**** Data for this task ****

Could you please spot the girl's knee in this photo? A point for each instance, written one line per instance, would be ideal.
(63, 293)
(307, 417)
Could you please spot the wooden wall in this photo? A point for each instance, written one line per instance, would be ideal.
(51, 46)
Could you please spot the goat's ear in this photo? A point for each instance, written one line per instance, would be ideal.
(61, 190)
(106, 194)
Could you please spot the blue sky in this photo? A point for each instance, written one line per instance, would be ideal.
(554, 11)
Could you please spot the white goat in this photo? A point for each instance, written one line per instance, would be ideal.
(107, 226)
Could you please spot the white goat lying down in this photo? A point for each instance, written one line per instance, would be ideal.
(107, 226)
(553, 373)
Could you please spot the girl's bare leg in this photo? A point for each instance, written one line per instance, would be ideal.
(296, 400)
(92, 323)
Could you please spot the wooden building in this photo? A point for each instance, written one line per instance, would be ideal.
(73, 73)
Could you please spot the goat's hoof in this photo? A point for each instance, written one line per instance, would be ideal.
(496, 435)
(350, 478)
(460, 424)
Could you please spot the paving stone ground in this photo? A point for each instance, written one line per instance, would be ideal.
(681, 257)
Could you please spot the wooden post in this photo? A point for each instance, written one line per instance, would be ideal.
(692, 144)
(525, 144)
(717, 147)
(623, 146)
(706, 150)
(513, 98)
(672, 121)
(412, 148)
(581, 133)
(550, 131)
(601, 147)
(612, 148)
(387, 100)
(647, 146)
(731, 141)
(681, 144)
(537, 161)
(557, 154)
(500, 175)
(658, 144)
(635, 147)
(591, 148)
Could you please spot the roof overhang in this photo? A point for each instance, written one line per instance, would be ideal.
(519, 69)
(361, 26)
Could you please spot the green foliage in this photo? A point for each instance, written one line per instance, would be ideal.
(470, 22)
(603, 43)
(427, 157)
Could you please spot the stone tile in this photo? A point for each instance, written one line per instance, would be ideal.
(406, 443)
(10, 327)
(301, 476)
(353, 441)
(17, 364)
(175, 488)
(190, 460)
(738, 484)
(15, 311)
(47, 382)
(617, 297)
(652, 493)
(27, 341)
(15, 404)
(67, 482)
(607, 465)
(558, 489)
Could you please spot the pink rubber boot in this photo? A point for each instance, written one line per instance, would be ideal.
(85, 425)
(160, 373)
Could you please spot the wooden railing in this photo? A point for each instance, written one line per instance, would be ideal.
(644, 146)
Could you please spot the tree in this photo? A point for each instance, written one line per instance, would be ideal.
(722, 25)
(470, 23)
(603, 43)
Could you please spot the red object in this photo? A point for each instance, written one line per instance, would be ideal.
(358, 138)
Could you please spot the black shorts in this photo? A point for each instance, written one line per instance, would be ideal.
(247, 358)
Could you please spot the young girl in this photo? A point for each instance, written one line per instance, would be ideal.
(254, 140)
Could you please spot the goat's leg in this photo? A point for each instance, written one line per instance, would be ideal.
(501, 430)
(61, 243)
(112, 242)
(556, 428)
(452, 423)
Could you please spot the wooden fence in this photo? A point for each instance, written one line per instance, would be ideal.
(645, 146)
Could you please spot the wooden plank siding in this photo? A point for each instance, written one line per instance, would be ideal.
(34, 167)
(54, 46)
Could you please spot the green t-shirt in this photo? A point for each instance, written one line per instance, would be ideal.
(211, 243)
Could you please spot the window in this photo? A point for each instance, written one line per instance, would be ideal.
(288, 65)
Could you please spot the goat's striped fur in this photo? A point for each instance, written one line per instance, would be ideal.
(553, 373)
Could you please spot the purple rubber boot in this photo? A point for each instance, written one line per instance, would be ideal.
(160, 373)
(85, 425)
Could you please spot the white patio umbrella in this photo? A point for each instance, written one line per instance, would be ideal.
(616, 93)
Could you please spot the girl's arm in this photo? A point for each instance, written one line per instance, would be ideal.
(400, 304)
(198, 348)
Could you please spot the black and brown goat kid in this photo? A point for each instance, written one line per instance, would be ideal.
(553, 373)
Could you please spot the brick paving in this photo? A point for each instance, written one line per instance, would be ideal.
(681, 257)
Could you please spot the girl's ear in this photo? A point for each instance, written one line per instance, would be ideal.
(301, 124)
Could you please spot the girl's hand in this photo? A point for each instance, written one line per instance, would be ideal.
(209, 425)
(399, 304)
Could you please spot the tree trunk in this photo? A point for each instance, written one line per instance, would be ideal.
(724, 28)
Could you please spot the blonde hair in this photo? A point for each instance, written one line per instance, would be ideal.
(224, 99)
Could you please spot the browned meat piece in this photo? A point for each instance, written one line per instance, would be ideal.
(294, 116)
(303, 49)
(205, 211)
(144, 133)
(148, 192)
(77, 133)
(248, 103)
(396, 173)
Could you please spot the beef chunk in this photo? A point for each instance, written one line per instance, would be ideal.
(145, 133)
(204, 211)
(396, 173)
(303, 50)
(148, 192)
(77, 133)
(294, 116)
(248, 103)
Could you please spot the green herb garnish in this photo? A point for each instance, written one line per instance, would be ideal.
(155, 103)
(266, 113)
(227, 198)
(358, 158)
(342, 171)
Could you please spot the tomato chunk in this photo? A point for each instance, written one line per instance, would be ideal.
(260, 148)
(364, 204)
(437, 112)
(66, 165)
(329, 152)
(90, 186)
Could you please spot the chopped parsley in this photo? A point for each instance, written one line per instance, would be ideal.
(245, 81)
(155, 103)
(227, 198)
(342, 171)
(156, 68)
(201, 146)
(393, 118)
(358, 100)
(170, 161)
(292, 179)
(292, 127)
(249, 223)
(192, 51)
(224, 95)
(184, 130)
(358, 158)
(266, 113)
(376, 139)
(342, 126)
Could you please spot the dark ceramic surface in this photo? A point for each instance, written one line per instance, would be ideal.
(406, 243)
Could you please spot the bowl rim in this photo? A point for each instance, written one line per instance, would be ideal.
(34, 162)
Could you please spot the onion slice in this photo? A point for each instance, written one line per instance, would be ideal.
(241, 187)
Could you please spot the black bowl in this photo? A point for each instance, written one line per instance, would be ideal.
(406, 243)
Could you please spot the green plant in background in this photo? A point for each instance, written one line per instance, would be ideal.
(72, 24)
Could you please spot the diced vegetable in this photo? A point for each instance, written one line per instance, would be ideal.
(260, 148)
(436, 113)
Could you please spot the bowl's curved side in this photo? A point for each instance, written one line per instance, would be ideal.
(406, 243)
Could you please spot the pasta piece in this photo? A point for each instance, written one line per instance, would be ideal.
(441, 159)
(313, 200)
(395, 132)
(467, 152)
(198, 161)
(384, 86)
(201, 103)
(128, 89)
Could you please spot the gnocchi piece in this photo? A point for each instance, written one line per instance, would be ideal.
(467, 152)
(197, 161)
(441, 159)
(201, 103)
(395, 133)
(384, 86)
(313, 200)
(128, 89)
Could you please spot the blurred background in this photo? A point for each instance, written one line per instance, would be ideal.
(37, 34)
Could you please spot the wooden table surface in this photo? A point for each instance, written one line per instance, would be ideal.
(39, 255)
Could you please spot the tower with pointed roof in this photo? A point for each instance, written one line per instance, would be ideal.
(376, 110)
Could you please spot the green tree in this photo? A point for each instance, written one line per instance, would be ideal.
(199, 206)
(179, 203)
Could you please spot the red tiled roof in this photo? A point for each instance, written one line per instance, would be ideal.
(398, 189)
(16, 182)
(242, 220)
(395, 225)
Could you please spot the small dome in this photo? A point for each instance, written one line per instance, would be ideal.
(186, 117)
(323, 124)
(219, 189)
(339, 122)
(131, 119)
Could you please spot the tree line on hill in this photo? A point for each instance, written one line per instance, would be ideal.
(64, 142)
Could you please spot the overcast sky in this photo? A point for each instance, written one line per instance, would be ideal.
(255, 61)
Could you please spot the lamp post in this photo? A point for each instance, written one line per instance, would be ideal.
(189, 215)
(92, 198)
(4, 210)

****

▶ To do: Rewrite all the items above, replacing "would be ideal" with "is preferred" each time it occurs and keeping everything else the same.

▶ Result of the task:
Could you please spot the girl's knee in this photo? A point for each instance, written one line per instance, is preferred.
(63, 293)
(307, 417)
Could you please spot the wooden wall in this photo? A point for each instance, written one line per instance, is preferred.
(51, 46)
Could you please spot the goat's ear in this photo? A point for each instance, written one line per instance, is preferred.
(61, 190)
(106, 194)
Could you please spot the blue sky in this photo? A point for each instance, written one line per instance, is preferred.
(554, 11)
Could you please spot the white goat in this photo? A point for each instance, written one line per instance, is preferred.
(107, 226)
Could you please spot the white goat lying down in this photo? A point for each instance, written one line per instance, is preferred.
(107, 226)
(553, 373)
Could you please spot the girl's bare leg in this photo? A point for each instance, written one line per instance, is preferred.
(296, 400)
(92, 323)
Could you please spot the wooden building in this photo? A point for each instance, written one line per instance, is preferred.
(73, 73)
Could you please spot the goat's hoof in this photo? A point for each instance, written one line per instance, is preferred.
(496, 435)
(350, 478)
(460, 424)
Could you please spot the paving stone ground in this photo? A point for each instance, written one line per instance, is preferred.
(681, 257)
Could you please spot the wooden post in this photo? A point for each instance, written one line per instance, is preferred.
(692, 144)
(525, 144)
(717, 147)
(623, 146)
(706, 150)
(513, 98)
(672, 121)
(412, 148)
(581, 133)
(550, 131)
(601, 147)
(612, 148)
(387, 100)
(647, 146)
(731, 141)
(681, 144)
(537, 161)
(557, 154)
(500, 175)
(658, 144)
(635, 147)
(591, 148)
Could you please spot the roof overhang in this photo? A point for each instance, written one line per instance, is preferred.
(519, 69)
(361, 26)
Could you please spot the green foliage in this photo? A point for each instance, written one line per instance, is preferred.
(470, 22)
(603, 43)
(427, 157)
Could you please spot the stone tile in this photo? A point for each instance, written one line per instance, is preferred.
(406, 443)
(10, 327)
(301, 476)
(353, 441)
(17, 364)
(175, 488)
(190, 460)
(738, 484)
(15, 311)
(47, 382)
(617, 297)
(652, 493)
(27, 341)
(15, 404)
(67, 482)
(607, 465)
(558, 489)
Could you please spot the pink rubber boot in this photo? A point for each instance, written one line per instance, is preferred.
(85, 425)
(160, 373)
Could you please spot the wooden railing in this photo? A point for each instance, written one line per instance, is preferred.
(644, 146)
Could you please spot the tree in this photo? A point for each instance, written one line per instance, is preferred.
(722, 25)
(470, 23)
(603, 43)
Could you please spot the red object in this photo? A point for each instance, written one line per instance, is preferred.
(358, 138)
Could you please spot the black shorts in this photo? A point for each instance, written one line per instance, is preferred.
(247, 358)
Could you please spot the young girl in this photo? A point for each instance, written one line per instance, is preferred.
(254, 140)
Could you please spot the goat's leg in this photo? A point for each instance, written one line per instance, is preferred.
(501, 430)
(61, 243)
(112, 242)
(556, 428)
(452, 423)
Could you please spot the wooden fence in this photo? A point for each instance, written one line per instance, is preferred.
(645, 146)
Could you please spot the wooden plank siding in this photo? A point for each instance, written one line per instance, is preferred.
(34, 167)
(54, 46)
Could you please spot the green t-shirt in this photo? A point for each instance, written one line per instance, is preferred.
(211, 243)
Could you please spot the window in this photo? A point for each instance, written one line per instance, is preferred.
(288, 65)
Could you please spot the goat's striped fur in this photo? A point for each instance, written one line per instance, is preferred.
(553, 373)
Could you please spot the purple rubber boot in this photo? A point for each instance, written one line per instance, is preferred.
(160, 373)
(85, 425)
Could you please spot the white patio umbrella in this photo? A point for each instance, written one line per instance, is preferred.
(616, 93)
Could you please spot the girl's arm in this photo? A point for each instance, written one line per instance, is preferred.
(400, 304)
(198, 348)
Could you please spot the black and brown goat kid in this photo? A point for each instance, written one line per instance, is preferred.
(553, 373)
Could you please spot the brick paving in this photo? A point for each instance, written one line per instance, is preferred.
(681, 257)
Could you please spot the girl's ear in this photo? A point for each instance, written one line per instance, is preferred.
(301, 124)
Could you please spot the girl's hand in this photo? A point for each instance, written one line per instance, is preferred.
(209, 425)
(399, 304)
Could you please spot the tree trunk in this photo? A point for each instance, written one line per instance, is preferred.
(724, 28)
Could you please spot the blonde hair in this photo? A point for each instance, written one line per instance, is preferred.
(224, 99)
Could you please spot the browned meat piece in this photo? A point for each instance, written one line per instance, is preferred.
(294, 116)
(303, 49)
(205, 211)
(144, 133)
(148, 192)
(77, 133)
(248, 103)
(396, 173)
Could you please spot the beef chunk in this photo? A point for each instance, written one line per instance, is preferred.
(145, 133)
(204, 211)
(396, 173)
(303, 50)
(148, 192)
(77, 133)
(294, 116)
(248, 103)
Could you please spot the green herb garnish in this photo? A point for each instance, written one line per instance, is preferred.
(155, 103)
(266, 113)
(227, 198)
(358, 158)
(342, 171)
Could you please spot the tomato chunk in this photo? A point for each instance, written one line per instance, is preferred.
(260, 148)
(364, 204)
(437, 112)
(66, 165)
(329, 152)
(90, 186)
Could you please spot the chopped parsley in this photo? A point for each instance, written one line per instance, is preferred.
(245, 81)
(155, 103)
(227, 198)
(342, 171)
(156, 68)
(201, 146)
(393, 118)
(358, 100)
(170, 161)
(292, 179)
(292, 127)
(249, 223)
(192, 51)
(224, 95)
(184, 130)
(358, 158)
(266, 113)
(376, 139)
(342, 126)
Could you please spot the dark ceramic surface in this photo? A point for each instance, written one line per instance, is preferred.
(406, 243)
Could you please spot the bowl rim in this photo? A point for each instance, written one line per instance, is preferred.
(34, 162)
Could you please spot the onion slice in this photo? A point for each instance, written one line per instance, is preferred.
(241, 187)
Could you please spot the black bowl in this photo? A point for each instance, written one line per instance, is preferred.
(406, 243)
Could you please spot the green plant in background in this photo? A point for each instance, written one line per instance, is preferred.
(72, 24)
Could you please spot the diced vegetable in this photo? A point for each instance, written one line per instance, is preferred.
(260, 148)
(436, 113)
Could you please spot the bowl's curved side in this photo? A point for each instance, written one line per instance, is preferred.
(406, 243)
Could you please spot the pasta piece in this photo? A point for each instance, written one line per instance, is preferred.
(441, 159)
(313, 200)
(395, 132)
(467, 152)
(198, 161)
(384, 86)
(201, 103)
(128, 89)
Could you please spot the gnocchi piece in this photo? A point for each instance, written one line per instance, is preferred.
(467, 152)
(197, 161)
(441, 159)
(201, 103)
(395, 133)
(384, 86)
(313, 200)
(128, 89)
Could you please spot the blurred background in this photo? A point for each instance, written one line per instance, is preferred.
(37, 34)
Could you please spot the wooden table surface in this photo? A point for each instance, written one line per instance, is preferred.
(39, 255)
Could you please spot the tower with pointed roof in this photo? A point for each instance, written one line per instance, is preferred.
(376, 110)
Could you please spot the green tree in this photo? A point for each instance, written one line per instance, is preferred.
(199, 206)
(179, 203)
Could you please spot the red tiled roof in this photo? A point for each instance, written one line per instance, is preferred.
(398, 189)
(16, 182)
(242, 220)
(395, 225)
Could you please spot the small dome in this photo? A point for each instance, written one line per instance, is preferred.
(186, 117)
(323, 124)
(219, 189)
(339, 122)
(131, 119)
Could you please spot the tree line on hill in this photo? A point for each instance, written one line per instance, is preferred.
(64, 142)
Could you please spot the overcast sky in this photo? A point for each instance, written one line per instance, is preferred.
(255, 61)
Could you please spot the lamp post in this photo? A point for each instance, written one line per instance, is preferred.
(189, 215)
(92, 198)
(4, 210)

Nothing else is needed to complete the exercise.